■ Aangeleverd materiaal ■
--*--

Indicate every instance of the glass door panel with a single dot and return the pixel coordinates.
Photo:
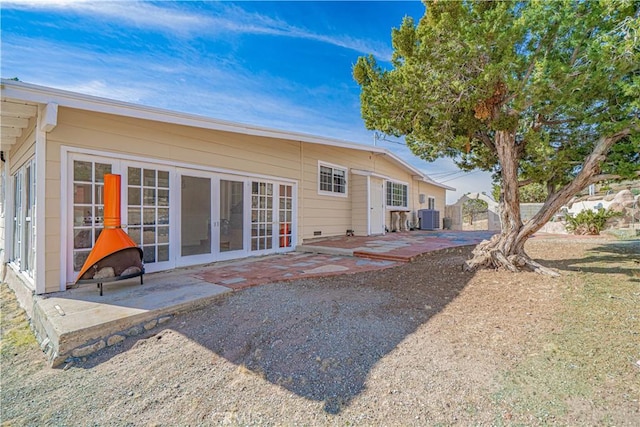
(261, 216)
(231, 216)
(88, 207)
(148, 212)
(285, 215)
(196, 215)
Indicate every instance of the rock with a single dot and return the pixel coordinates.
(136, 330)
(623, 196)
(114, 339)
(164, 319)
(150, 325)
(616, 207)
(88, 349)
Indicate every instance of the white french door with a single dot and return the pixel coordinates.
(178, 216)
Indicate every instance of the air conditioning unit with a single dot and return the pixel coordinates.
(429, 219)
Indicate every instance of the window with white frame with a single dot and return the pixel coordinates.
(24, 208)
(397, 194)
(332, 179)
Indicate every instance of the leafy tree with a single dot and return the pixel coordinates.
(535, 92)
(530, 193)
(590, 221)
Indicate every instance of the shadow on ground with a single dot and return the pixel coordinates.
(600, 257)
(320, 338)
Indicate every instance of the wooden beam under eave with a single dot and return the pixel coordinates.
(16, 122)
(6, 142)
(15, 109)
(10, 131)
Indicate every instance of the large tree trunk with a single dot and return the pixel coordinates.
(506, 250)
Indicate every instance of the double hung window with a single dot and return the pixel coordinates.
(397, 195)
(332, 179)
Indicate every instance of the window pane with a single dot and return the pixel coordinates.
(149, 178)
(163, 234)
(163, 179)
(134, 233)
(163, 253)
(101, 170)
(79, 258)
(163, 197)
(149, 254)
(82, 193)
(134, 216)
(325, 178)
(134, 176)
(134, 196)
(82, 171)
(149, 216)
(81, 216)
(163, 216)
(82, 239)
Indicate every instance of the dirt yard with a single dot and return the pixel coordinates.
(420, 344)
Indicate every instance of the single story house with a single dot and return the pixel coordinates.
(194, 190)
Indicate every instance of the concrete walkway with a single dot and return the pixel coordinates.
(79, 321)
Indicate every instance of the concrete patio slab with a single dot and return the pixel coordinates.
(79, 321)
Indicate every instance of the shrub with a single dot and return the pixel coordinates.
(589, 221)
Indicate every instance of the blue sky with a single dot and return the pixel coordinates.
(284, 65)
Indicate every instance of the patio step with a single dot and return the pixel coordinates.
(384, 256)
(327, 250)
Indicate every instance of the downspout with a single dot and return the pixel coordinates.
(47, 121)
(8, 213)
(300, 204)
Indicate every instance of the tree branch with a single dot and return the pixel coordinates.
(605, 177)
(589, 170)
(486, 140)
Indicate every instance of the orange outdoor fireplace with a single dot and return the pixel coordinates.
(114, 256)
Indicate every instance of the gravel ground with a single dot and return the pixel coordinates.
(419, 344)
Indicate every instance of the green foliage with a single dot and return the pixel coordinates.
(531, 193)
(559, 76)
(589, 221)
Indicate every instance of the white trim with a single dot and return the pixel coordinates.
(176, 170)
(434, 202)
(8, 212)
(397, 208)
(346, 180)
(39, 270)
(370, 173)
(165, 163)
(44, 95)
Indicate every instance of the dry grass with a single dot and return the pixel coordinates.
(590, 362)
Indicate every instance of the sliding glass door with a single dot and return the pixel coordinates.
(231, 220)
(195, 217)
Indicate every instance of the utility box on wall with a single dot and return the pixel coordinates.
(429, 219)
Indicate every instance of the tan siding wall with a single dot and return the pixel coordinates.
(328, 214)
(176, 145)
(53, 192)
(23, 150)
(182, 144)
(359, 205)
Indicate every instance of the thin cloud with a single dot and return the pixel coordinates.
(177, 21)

--*--

■ Opdracht ■
Typ alle regels hierboven letterlijk over en laat de afbeeldingen daarbij weg.

■ Juiste uitvoer ■
Indicate every instance of the glass door panel with a single dot and return the pixel coordinates.
Photo:
(261, 216)
(231, 216)
(88, 207)
(148, 212)
(285, 215)
(196, 215)
Indicate every instance of the rock with a single dot and return the pixel coordinates.
(136, 330)
(623, 196)
(114, 339)
(164, 319)
(150, 325)
(616, 207)
(88, 349)
Indicate every instance of the white french door with a single dot and return the pixel coordinates.
(178, 216)
Indicate every instance of the air conditioning unit with a single dot and return the pixel coordinates.
(429, 219)
Indicate every instance of the window with white frame with a single dot and return the pixel coordinates.
(24, 208)
(397, 194)
(332, 179)
Indicate every instance of the leafy tree with a single dot and return the pixel coordinates.
(535, 92)
(530, 193)
(590, 221)
Indicate every instance of the shadow on ground with a single dot and return the pixel coordinates.
(600, 257)
(320, 338)
Indicate every instance of the wooden beam under eave with a single dot and return the pixel coordinates.
(16, 122)
(6, 142)
(15, 109)
(10, 131)
Indicate every instance of the large tree trunk with a single dot and return the pixel coordinates.
(506, 250)
Indicate every instance of the double hung window with a single dot and return the pixel coordinates.
(397, 195)
(332, 179)
Indicate every instance of the window pane with a single dot and return the pixel coordinates.
(149, 178)
(163, 234)
(163, 179)
(134, 233)
(163, 253)
(101, 170)
(79, 258)
(163, 197)
(149, 254)
(82, 193)
(134, 216)
(325, 178)
(134, 176)
(134, 196)
(82, 171)
(149, 216)
(81, 216)
(163, 216)
(82, 239)
Indicate every instance of the dirt yard with a single dot and return the pixel coordinates.
(420, 344)
Indicate every instance of the single story house with a single dot and return the pixel coordinates.
(194, 190)
Indicate every instance of the concrete walkway with a single dot and return the pixel coordinates.
(79, 321)
Indicate every instance of the concrete patio slab with a single dot and return the pixel coordinates.
(79, 321)
Indicate every instance of the shrub with a single dot and return the pixel coordinates.
(589, 221)
Indicate every instance of the blue sky with a single dot and return the pixel coordinates.
(284, 65)
Indicate every instance of the patio step with a single dot and return the pixel coordinates.
(384, 256)
(327, 250)
Indicate every instance of the downspout with a single dot and return the pixel coordinates.
(47, 121)
(8, 213)
(300, 204)
Indicate every instance of the tree branch with a single dot and return the pixel coordinates.
(605, 177)
(589, 170)
(486, 140)
Indicate every instance of the orange outdoor fireplace with a single dot and return the pixel coordinates.
(114, 256)
Indicate every instance of the gravel ground with a single dot and return the pixel coordinates.
(419, 344)
Indicate every instance of the green foliage with a single dot and return the pixel coordinates.
(531, 193)
(559, 76)
(589, 221)
Indicate every instance of the white trim with a single dot and return the pixel coordinates.
(176, 170)
(434, 202)
(8, 212)
(397, 208)
(346, 180)
(39, 270)
(370, 173)
(165, 163)
(44, 95)
Indicate every instance of the dry grass with a single dot and return the pixel coordinates.
(590, 362)
Indicate every instance of the sliding glass door with a single dot and return the pixel coordinates.
(231, 220)
(195, 217)
Indicate every instance of the utility box on wall with a single dot and return the pixel coordinates.
(429, 219)
Indicate every instance of the tan siding wall with a single dot and return the pixel coordinates.
(328, 214)
(176, 145)
(53, 192)
(23, 150)
(182, 144)
(359, 205)
Indicate every instance of the thin cloud with a single dot and return the pixel coordinates.
(177, 21)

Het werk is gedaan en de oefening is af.